Yazılı görev 1: Kaynak metinde "Bu hayatta hiçbir" sözleriyle başlayıp "tedirgin etmedi bizi..." sözlerinden sonra biten bölümü, "battaniyeye" ifadesini "yorgana" ile değiştirerek yeniden yazın.

Kaynak metin:

Her günü aynı insanlarla geçen, her gün farklı olaylarla anlık heyecanlar yaşadığımız hayatımız... Tanımadığımız isimlerin karışmadığı, kahramanları sabit ama güzelliklerle dolu pembe hayallerimiz ve bize belki de her şeyden çok yaşama heyecanı veren, nerede nasıl karşılaşacağımızı bilmeden beklediğimiz küçük mutluluklarımız... Hepsi, belki de daha fazlası bizim...
Bu hayatta hiçbir zaman sahip olmadığımız eşyalar, bürünmediğimiz kişilikler yaşamadığımız olaylar da vardı. Hayallerimizde yer yoktu bize ait olmayanlara. Kendimizi hiç arkadaşları soğuk kaldırımlarda yatarken battaniyeye sarılıp uyuma lüksüne sahip bir sokak çocuğu olarak düşünmedik... Bu değildi bizim mutluluk anlayışımız.
Yeni insanlarla tanışıp konuşmanın zevk olduğu hayatımızda insanlarla tanışmadan konuşmanın ''abi bir mendil de sen al ne olur'' demenin adı yoktu. Önümüzdeki kışı nerede geçireceğimiz düşüncesi tedirgin etmedi bizi...
Çocukluklarını şehrin kalabalığında kaybetmiş olmaları mıydı onları bizden farklı yapan? Zayıf bel ve omuzlarına yüklenen ağır yükleri bizim kaldıramadığımız hafif yüklerden daha istekli kaldırmaları mıydı yoksa?
Tebessüm eden bir yüz görmenin mutluluğunu bizim duygusuzluğumuzda unutan gözleri yaşama sevinciyle parlamıyordu. Annemizin kollarında uyuyakaldığımız günlerde kendilerini kaldırımların soğukluğuyla avutan yüreklerin de bir insana ait olduğunu anlamamız zamanımızı mı almalıydı?
İnsanların sahip oldukları haklardan bihaber oluşları mıydı onları yaşadıkları hayata mahkum eden? Biz okullarımızda iyi bir eğitim görürken yaşıtlarımızın ekmek parası için çalışmasında değildi adalet. Bu kadarlık olmamalıydı sorumluluk anlayışımız. Onlar da insandı her insan kadar. Ne yapmamız gerektiğini düşünmek için zamana ihtiyacımız olmamalıydı, yarınlara umutla bakmalarını sağlamak bizi yoracak kadar zor değildi.

Veri satırları:
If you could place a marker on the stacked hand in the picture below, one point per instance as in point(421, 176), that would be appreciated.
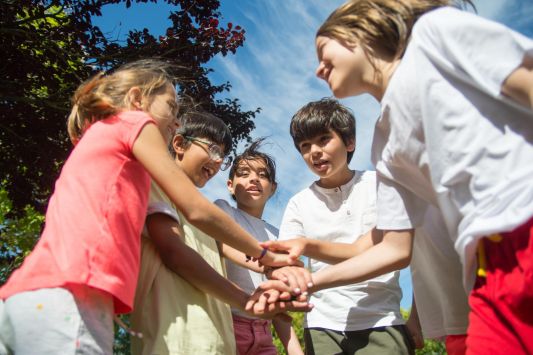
point(273, 297)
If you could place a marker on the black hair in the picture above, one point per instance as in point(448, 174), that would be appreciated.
point(252, 152)
point(203, 124)
point(318, 117)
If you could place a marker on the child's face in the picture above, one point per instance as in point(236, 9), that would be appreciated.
point(346, 70)
point(326, 154)
point(251, 185)
point(163, 108)
point(193, 157)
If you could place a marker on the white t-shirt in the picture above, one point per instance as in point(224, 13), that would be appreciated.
point(247, 279)
point(446, 136)
point(342, 215)
point(436, 271)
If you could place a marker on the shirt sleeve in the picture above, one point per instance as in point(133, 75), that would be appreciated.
point(482, 50)
point(397, 207)
point(291, 223)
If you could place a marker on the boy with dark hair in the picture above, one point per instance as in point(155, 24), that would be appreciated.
point(340, 207)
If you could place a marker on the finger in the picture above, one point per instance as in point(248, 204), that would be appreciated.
point(274, 284)
point(293, 281)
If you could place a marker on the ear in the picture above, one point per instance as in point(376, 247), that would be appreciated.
point(134, 96)
point(179, 145)
point(229, 184)
point(351, 145)
point(274, 188)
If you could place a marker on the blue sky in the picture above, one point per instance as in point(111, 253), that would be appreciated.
point(275, 71)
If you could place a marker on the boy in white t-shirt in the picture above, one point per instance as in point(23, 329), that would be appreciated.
point(251, 182)
point(340, 207)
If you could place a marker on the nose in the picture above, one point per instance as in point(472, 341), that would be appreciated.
point(320, 70)
point(315, 149)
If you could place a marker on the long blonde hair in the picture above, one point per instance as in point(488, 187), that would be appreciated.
point(383, 25)
point(107, 94)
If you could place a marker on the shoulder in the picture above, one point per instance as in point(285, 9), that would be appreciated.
point(134, 117)
point(302, 196)
point(443, 21)
point(225, 206)
point(367, 176)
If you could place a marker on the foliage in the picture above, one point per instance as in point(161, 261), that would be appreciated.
point(50, 46)
point(297, 324)
point(17, 235)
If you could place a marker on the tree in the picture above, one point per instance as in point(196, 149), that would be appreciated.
point(50, 46)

Yazılı görev 2: Kayıtları en baştan başlayıp "point(273, 297)" içeren satır da dahil olmak üzere, "istek" ve "cevap" adlı iki sütunu olan bir CSV olarak düzenleyin. Her isteğe bir satır ayırın, isteğin metnini ve cevabını tırnak içinde birer alana yazıp satır sonlarını boşluğa çevirin ve resimleri dışarıda bırakın.

Tamamlanmış cevap 1:
Bu hayatta hiçbir zaman sahip olmadığımız eşyalar, bürünmediğimiz kişilikler yaşamadığımız olaylar da vardı. Hayallerimizde yer yoktu bize ait olmayanlara. Kendimizi hiç arkadaşları soğuk kaldırımlarda yatarken yorgana sarılıp uyuma lüksüne sahip bir sokak çocuğu olarak düşünmedik... Bu değildi bizim mutluluk anlayışımız.
Yeni insanlarla tanışıp konuşmanın zevk olduğu hayatımızda insanlarla tanışmadan konuşmanın ''abi bir mendil de sen al ne olur'' demenin adı yoktu. Önümüzdeki kışı nerede geçireceğimiz düşüncesi tedirgin etmedi bizi...

Tamamlanmış cevap 2:
istek,cevap
"If you could place a marker on the stacked hand in the picture below, one point per instance as in point(421, 176), that would be appreciated.","point(273, 297)"